### Written exercise
Reproduce the text about the Canadian cartoon Daft Planet below in full, word for word.

### Provided text

Daft Planet is a Canadian cartoon, first airing on Teletoon. The first episode ran on September 2, 2002 and the show continued to run for almost two years even though only 13 episodes were produced. Its main claim to fame is that it was the first cartoon in the world that was animated entirely in Flash and appeared on a national television network. The show met with some success but was taken off the air when funding ran out due to cuts to the CTF program. The show was born from a 10-minute pilot written and animated by Brent Donnelly and Derry Smith and produced by Valis Video (Toronto). The pilot can be viewed on YouTube along with some aired episodes of Daft Planet.

Plot
The plot, set in the fictional Maple City, encircles the day-to-day lives of the protagonists, Ched and Hudson, in their on-going struggle to keep up with the latest trends and maintain their positions in the social hierarchy in high school. With Ched living from a trailer park, as the son of a taxidermist and Hudson as the son of a wealthy network executive, a parallel is drawn between the two characters, offering unlikely chemistry. No one in the show has necks, and their heads just float over their bodies, but this is never mentioned and they have no apparent difficulty doing things that would require necks, like eating or breathing.

### Information shown
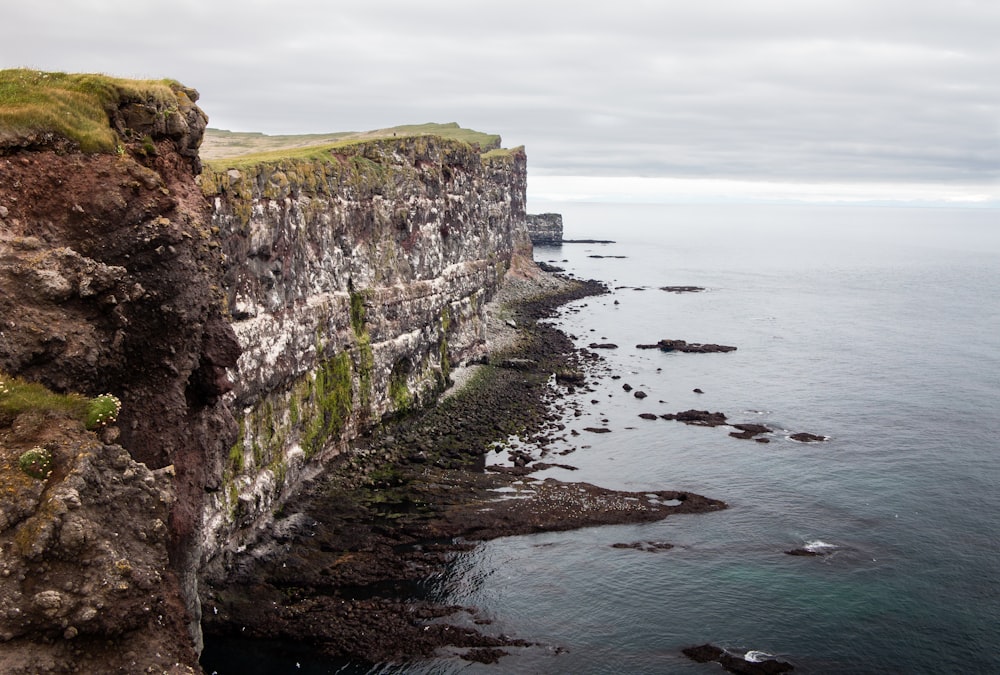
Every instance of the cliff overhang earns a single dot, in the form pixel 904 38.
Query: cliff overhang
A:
pixel 253 320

### Completed exercise
Daft Planet is a Canadian cartoon, first airing on Teletoon. The first episode ran on September 2, 2002 and the show continued to run for almost two years even though only 13 episodes were produced. Its main claim to fame is that it was the first cartoon in the world that was animated entirely in Flash and appeared on a national television network. The show met with some success but was taken off the air when funding ran out due to cuts to the CTF program. The show was born from a 10-minute pilot written and animated by Brent Donnelly and Derry Smith and produced by Valis Video (Toronto). The pilot can be viewed on YouTube along with some aired episodes of Daft Planet.

Plot
The plot, set in the fictional Maple City, encircles the day-to-day lives of the protagonists, Ched and Hudson, in their on-going struggle to keep up with the latest trends and maintain their positions in the social hierarchy in high school. With Ched living from a trailer park, as the son of a taxidermist and Hudson as the son of a wealthy network executive, a parallel is drawn between the two characters, offering unlikely chemistry. No one in the show has necks, and their heads just float over their bodies, but this is never mentioned and they have no apparent difficulty doing things that would require necks, like eating or breathing.